WRITTEN PROBLEM: Express all of the material below as a two-column CSV with the headers "text" and "answer", one row per entry and each field in double quotes with line breaks replaced by spaces. Leave the pictures out.

Labeled-object pointing entries:
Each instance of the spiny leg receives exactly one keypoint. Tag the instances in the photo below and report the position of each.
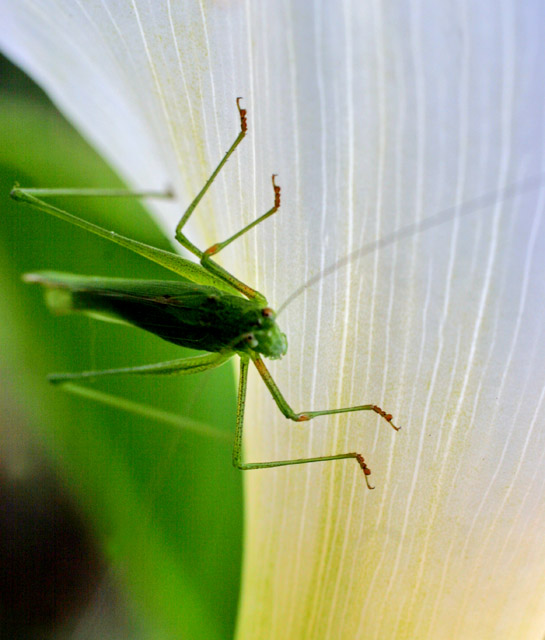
(237, 448)
(205, 256)
(167, 259)
(220, 272)
(308, 415)
(181, 366)
(195, 364)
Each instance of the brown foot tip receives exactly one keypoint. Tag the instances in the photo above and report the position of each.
(386, 416)
(243, 122)
(364, 468)
(276, 193)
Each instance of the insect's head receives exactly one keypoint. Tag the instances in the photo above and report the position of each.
(265, 336)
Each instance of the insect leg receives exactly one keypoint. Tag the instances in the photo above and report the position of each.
(182, 239)
(220, 272)
(147, 411)
(308, 415)
(237, 448)
(181, 366)
(167, 259)
(205, 256)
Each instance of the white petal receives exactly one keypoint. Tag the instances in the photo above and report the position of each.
(376, 116)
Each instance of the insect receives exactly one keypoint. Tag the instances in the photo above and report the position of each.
(212, 311)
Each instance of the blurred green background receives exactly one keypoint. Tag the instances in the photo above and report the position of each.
(163, 506)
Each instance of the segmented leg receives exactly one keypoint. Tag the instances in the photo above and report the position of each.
(237, 448)
(205, 256)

TASK RESPONSE:
text,answer
"Each instance of the spiny leg receives exactly one keypoint. Tag the instances in the photo below and report the position of each.","(237, 448) (205, 256) (167, 259) (220, 272) (308, 415) (181, 366) (195, 364)"
"Each instance of the brown foot tip receives exactly one keypoint. Tag the instances in the photo above and report the position of each.","(386, 416) (243, 122) (364, 468) (276, 193)"
"Each instance of the insect's head receives exactly one keypoint. Tag the instances in the photo above and report the position of each.","(265, 336)"
"Each instance of the insect leg receives exactly one keypoint. Tag the instances in the photo above and report the position of each.","(182, 239) (220, 272) (147, 411) (308, 415) (237, 448) (181, 366) (167, 259) (205, 256)"
"Each instance of the white petal receives exactly one keypoint. Tag the instances in the photo above and report the position of each.","(376, 116)"
"Each instance of the insect receives exactly one keypoint. Tag the instances in the photo above and report the position of each.","(212, 311)"
"Each instance of the blurred green background receives exactly one keypoint. Tag the instances in the photo above and report the position of each.","(163, 506)"
"Each instance of the segmented leg receives exactly one keypoint. Tag the instances in the photo above and report the position of each.","(237, 448) (205, 256)"